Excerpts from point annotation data

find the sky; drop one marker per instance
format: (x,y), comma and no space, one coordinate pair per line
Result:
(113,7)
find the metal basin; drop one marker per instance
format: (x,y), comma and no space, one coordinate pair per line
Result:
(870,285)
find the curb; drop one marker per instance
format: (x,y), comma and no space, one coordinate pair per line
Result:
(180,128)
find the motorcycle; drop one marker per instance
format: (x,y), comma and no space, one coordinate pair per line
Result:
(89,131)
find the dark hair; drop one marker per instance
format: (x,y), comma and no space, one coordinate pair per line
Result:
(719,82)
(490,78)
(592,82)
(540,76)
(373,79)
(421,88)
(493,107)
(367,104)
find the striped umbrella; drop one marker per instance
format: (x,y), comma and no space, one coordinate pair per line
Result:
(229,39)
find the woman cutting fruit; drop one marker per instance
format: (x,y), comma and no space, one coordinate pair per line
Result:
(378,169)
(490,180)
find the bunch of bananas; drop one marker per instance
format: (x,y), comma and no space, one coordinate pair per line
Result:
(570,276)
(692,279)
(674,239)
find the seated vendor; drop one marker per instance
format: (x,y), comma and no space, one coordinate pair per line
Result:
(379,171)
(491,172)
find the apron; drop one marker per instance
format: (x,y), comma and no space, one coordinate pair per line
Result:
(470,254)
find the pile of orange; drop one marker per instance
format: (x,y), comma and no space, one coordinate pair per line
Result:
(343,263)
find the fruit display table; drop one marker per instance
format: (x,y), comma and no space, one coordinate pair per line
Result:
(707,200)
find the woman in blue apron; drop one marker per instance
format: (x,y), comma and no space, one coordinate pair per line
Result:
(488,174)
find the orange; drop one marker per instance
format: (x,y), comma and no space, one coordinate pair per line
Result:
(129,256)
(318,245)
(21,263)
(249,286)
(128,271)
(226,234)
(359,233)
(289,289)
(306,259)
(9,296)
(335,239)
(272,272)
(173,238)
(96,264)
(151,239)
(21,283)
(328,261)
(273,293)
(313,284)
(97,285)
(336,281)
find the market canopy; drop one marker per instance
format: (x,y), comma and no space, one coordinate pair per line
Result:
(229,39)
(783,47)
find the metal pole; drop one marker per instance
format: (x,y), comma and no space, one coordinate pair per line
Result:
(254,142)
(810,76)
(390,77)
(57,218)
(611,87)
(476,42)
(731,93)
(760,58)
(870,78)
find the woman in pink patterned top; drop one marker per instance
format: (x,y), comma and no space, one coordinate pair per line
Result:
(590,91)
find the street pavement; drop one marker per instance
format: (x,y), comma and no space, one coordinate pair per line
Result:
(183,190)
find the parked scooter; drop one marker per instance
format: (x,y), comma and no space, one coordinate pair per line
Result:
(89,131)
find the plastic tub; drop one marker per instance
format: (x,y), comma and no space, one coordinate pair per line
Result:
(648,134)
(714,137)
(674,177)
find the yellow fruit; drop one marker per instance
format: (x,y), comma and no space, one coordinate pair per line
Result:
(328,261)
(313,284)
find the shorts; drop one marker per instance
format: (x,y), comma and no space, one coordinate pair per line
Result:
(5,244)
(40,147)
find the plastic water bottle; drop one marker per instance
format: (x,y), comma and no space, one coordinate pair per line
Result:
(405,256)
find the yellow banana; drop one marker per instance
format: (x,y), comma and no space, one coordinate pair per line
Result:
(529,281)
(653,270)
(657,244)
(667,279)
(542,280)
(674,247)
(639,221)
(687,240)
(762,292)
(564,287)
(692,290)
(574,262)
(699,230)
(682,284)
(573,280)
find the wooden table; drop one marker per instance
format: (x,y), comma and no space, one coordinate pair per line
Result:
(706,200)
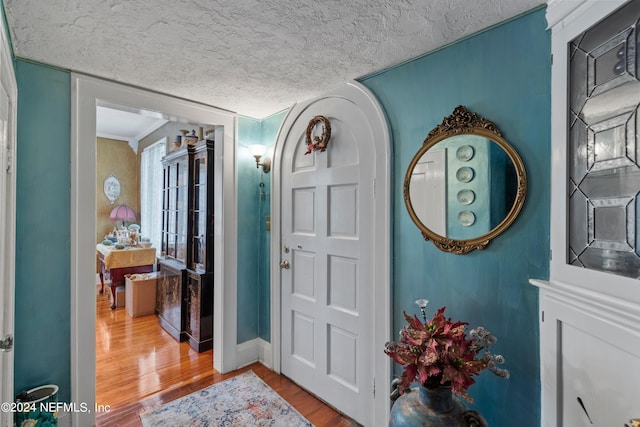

**Task brief**:
Write out the entries above verbatim, from the line containing "find the parked" through the last line of the entries, both included, and omit any pictures.

**Answer below**:
find the parked scooter; drop one marker per instance
format: (x,y), comma and no space, one coordinate pair per line
Result:
(89,131)
find the plastic tub; drop one marker per instance
format: (x,y), comma and no space, one coordinate pair per line
Result:
(648,134)
(714,137)
(674,177)
find the yellow fruit; drop one marker per instance
format: (x,y), comma and no space, one coordinate pair per line
Result:
(328,261)
(313,284)
find the shorts; drop one marker per instance
format: (x,y), comma and no space, one coordinate pair per line
Result:
(5,244)
(40,147)
find the plastic water bottle; drop one marker per instance
format: (x,y), comma and no space, one coordinate pair per line
Result:
(405,256)
find the yellow banana; drop one marker per instance
format: (x,y), comma and no space, one coordinate pair per line
Result:
(529,281)
(653,270)
(657,244)
(667,279)
(542,280)
(674,247)
(639,221)
(687,240)
(762,292)
(564,287)
(692,290)
(574,262)
(699,230)
(682,284)
(573,280)
find the wooden table; drop one marker per instance
format: (x,y), comma and no space, one coordinate pair per line
Result:
(706,200)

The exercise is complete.